- [À produire]:
Recopie mot pour mot le passage du texte sur l'Aquarius, en commençant par « Hypocrisies franco-allemandes » et en continuant jusqu'à « de la crise. ».

- [Extrait du texte]:

------------------------

On en a la preuve avec le cas de l'Aquarius, ce navire affrété par l'ONG SOS-Méditerranée. Mais, sur le fond, cette question n'a fait que refléter les contradictions internes qui se sont développées au sein de l'UE. En un sens, on peut penser que rares sont les dirigeants qui « croient » encore en une UE fédérale.
Un contexte chargé
Il y a eu tout d'abord le Brexit, voté en 2016, et que d'aucuns espéraient voir inverser par on ne sait quel traquenard « légal ». Or, avec le vote récent au Parlement britannique où Mme Theresa May l'a emporté sur la fraction pro-UE, il est clair que le BREXIT aura bien lieu. Le Royaume-Uni quittera donc bien l'Union européenne (UE). Les élections générales de ces 6 derniers mois, en Hongrie, en Autriche, mais aussi en Slovénie, ont porté (ou maintenu) au pouvoir des gouvernements clairement eurosceptiques, souhaitant une modification profonde des règles de l'UE. Enfin, l'action de l'actuel gouvernement italien, résultant d'une coalition entre le M5S et la Lega a aboutit à mettre en lumière ces contradiction.
La décision du Ministre de l'intérieur Italien, M. Matteo Salvini, de refuser au navire Aquarius, le droit de débarquer les migrants recueillis a causé un scandale. Les bonnes âmes se sont élevées contre cette décision. Mais, celle-ci a respecté d'une part le droit international maritime, et le fait que l'ONG en question n'ait pas attaqué le gouvernement italien en témoigne, et d'autre part les cas d'urgences humanitaires ont été respectés. En dépit de déclarations souvent fracassantes, M. Salvini a accepté que les femmes enceintes et les personnes gravement malades soient débarquées, et les Garde-Côtes italiens continuent leurs missions de sauvetage. L'Aquarius est escorté par un navire des Garde-Côtes italiens, ce que reconnaît l'ONG SOS-Méditerranée elle même.
Hypocrisies franco-allemandes
Ce qui est donc en cause, c'est une politique caractérisée par un aveuglement au réel et une immense hypocrisie de l'UE, mais aussi de l'Allemagne et de la France. C'est cette hypocrisie en particulier qui a fait porter à l'Italie le poids presque exclusif de l'accueil des « migrants » depuis ces trois dernières années.
La reculade du Président français, M. Emmanuel Macron, qui — après avoir dénoncé l'attitude de l'Italie en des termes de morale plus que de politique — a été obligé de baisser de ton est significative. Il est revenu à une position plus raisonnable, mais au prix d'une humiliation internationale. Les deux dirigeants ont affiché une entente d'autant plus cordiale que l'on sait que l'on était passée au bord de la crise.

------------------------

- [Lignes de données]:
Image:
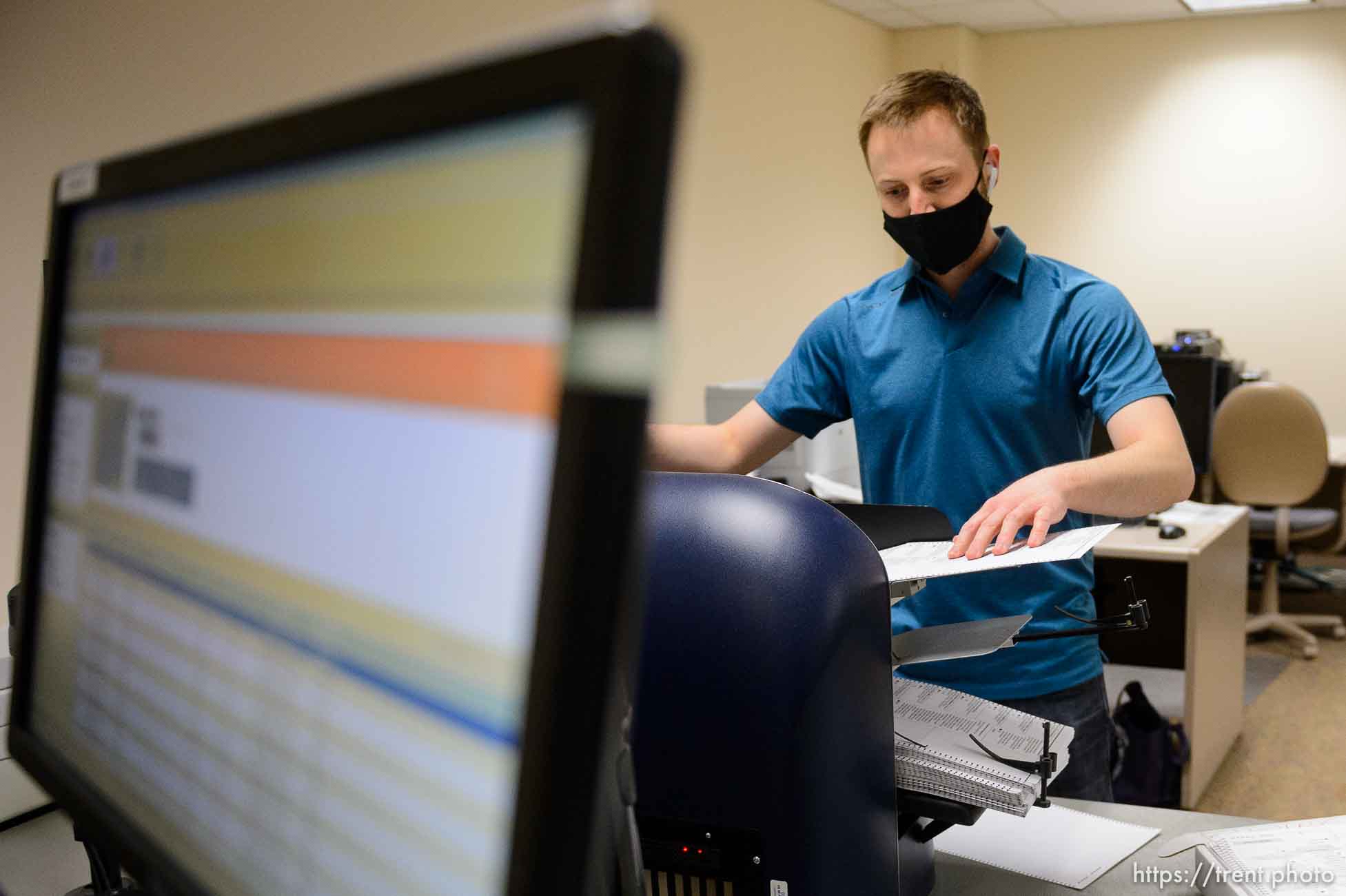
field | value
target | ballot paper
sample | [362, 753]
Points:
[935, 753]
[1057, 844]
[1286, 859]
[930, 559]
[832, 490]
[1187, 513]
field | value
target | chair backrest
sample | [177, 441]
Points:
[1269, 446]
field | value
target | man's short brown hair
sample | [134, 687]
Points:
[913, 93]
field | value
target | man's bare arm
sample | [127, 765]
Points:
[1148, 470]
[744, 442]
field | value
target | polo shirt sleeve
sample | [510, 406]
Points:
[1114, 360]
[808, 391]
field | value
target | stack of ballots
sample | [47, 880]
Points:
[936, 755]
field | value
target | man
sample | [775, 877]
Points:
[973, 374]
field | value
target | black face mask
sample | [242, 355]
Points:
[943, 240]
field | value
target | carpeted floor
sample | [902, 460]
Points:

------------------------

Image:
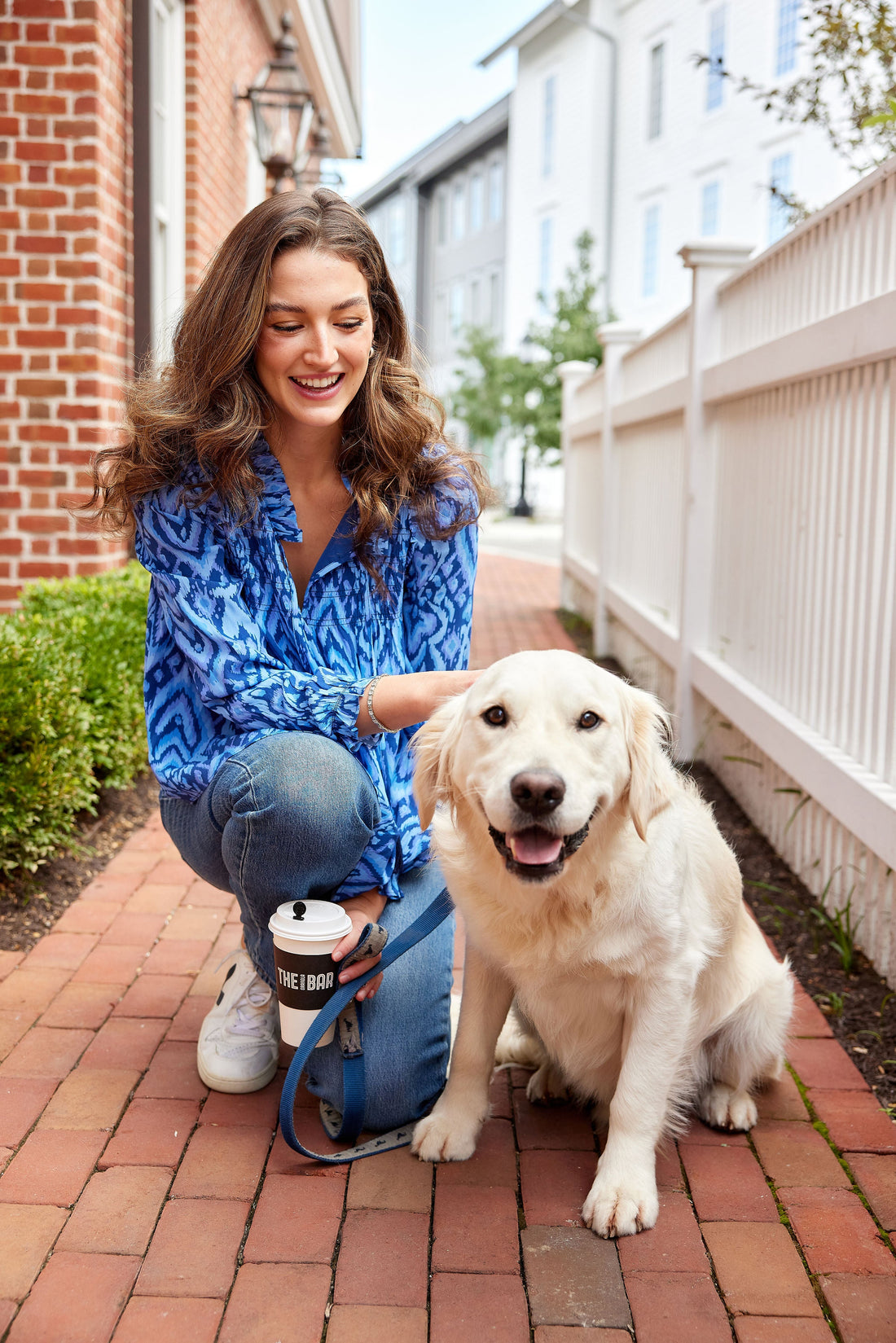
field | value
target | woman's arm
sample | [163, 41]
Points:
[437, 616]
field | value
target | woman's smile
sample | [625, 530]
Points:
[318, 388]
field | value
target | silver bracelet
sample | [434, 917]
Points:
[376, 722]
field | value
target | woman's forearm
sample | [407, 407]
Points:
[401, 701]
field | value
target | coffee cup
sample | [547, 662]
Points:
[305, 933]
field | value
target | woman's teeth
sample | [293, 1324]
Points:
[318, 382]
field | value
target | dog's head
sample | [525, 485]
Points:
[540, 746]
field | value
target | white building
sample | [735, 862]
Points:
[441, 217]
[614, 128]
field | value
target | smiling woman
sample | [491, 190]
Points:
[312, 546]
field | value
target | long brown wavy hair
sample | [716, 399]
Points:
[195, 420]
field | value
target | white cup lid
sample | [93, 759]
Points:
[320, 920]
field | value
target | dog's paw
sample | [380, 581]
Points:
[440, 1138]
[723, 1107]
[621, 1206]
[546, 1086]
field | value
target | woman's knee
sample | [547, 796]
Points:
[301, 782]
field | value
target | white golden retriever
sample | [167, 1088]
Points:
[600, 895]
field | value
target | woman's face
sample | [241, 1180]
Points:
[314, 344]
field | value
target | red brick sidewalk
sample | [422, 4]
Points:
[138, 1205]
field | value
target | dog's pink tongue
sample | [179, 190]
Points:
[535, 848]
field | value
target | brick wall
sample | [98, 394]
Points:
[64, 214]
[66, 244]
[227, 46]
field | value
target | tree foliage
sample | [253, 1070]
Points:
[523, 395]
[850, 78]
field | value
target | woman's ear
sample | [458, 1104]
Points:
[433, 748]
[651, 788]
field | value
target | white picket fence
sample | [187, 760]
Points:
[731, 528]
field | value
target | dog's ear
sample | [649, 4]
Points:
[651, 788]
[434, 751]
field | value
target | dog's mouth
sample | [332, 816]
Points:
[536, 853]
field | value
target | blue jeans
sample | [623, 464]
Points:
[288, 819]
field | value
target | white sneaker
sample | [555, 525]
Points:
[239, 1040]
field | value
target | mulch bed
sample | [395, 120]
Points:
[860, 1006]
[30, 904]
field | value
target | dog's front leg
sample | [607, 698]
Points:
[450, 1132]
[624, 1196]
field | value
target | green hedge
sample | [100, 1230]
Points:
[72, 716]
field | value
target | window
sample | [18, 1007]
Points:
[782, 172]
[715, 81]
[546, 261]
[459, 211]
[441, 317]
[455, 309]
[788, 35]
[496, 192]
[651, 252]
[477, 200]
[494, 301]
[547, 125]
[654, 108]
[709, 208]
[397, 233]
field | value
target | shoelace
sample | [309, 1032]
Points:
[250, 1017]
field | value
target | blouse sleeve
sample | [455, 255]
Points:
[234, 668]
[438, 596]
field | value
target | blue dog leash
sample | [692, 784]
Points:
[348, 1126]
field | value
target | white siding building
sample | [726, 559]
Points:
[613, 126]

------------------------

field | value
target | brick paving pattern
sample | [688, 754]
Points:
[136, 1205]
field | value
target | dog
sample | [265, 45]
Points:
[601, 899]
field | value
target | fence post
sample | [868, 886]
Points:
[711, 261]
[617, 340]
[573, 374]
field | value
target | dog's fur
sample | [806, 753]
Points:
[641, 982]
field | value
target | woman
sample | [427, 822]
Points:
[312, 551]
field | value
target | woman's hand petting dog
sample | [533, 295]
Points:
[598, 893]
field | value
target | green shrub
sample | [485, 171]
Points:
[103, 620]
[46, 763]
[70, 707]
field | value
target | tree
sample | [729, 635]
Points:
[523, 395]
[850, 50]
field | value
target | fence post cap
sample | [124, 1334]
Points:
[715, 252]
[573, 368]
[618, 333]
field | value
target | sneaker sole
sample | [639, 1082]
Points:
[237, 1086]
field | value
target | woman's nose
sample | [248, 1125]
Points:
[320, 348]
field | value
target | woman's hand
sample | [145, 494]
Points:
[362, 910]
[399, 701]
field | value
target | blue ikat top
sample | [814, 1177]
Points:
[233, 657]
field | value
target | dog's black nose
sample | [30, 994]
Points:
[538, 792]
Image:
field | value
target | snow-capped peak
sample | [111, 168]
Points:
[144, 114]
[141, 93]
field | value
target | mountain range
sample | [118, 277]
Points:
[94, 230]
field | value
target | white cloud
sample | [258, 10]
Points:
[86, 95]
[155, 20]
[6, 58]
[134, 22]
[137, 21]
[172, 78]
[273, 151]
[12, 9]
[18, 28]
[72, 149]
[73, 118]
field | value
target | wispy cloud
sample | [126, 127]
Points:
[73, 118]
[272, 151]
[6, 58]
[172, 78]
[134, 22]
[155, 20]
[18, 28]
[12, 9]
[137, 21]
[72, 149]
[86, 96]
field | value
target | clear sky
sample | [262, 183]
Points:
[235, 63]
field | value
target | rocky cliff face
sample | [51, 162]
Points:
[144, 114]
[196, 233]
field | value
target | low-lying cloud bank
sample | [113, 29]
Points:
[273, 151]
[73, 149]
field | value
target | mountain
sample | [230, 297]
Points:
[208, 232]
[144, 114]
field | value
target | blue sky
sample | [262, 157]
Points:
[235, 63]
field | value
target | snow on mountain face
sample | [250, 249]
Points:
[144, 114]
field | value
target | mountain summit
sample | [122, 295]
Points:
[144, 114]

------------------------

- [Ta réponse]:
Hypocrisies franco-allemandes
Ce qui est donc en cause, c'est une politique caractérisée par un aveuglement au réel et une immense hypocrisie de l'UE, mais aussi de l'Allemagne et de la France. C'est cette hypocrisie en particulier qui a fait porter à l'Italie le poids presque exclusif de l'accueil des « migrants » depuis ces trois dernières années.
La reculade du Président français, M. Emmanuel Macron, qui — après avoir dénoncé l'attitude de l'Italie en des termes de morale plus que de politique — a été obligé de baisser de ton est significative. Il est revenu à une position plus raisonnable, mais au prix d'une humiliation internationale. Les deux dirigeants ont affiché une entente d'autant plus cordiale que l'on sait que l'on était passée au bord de la crise.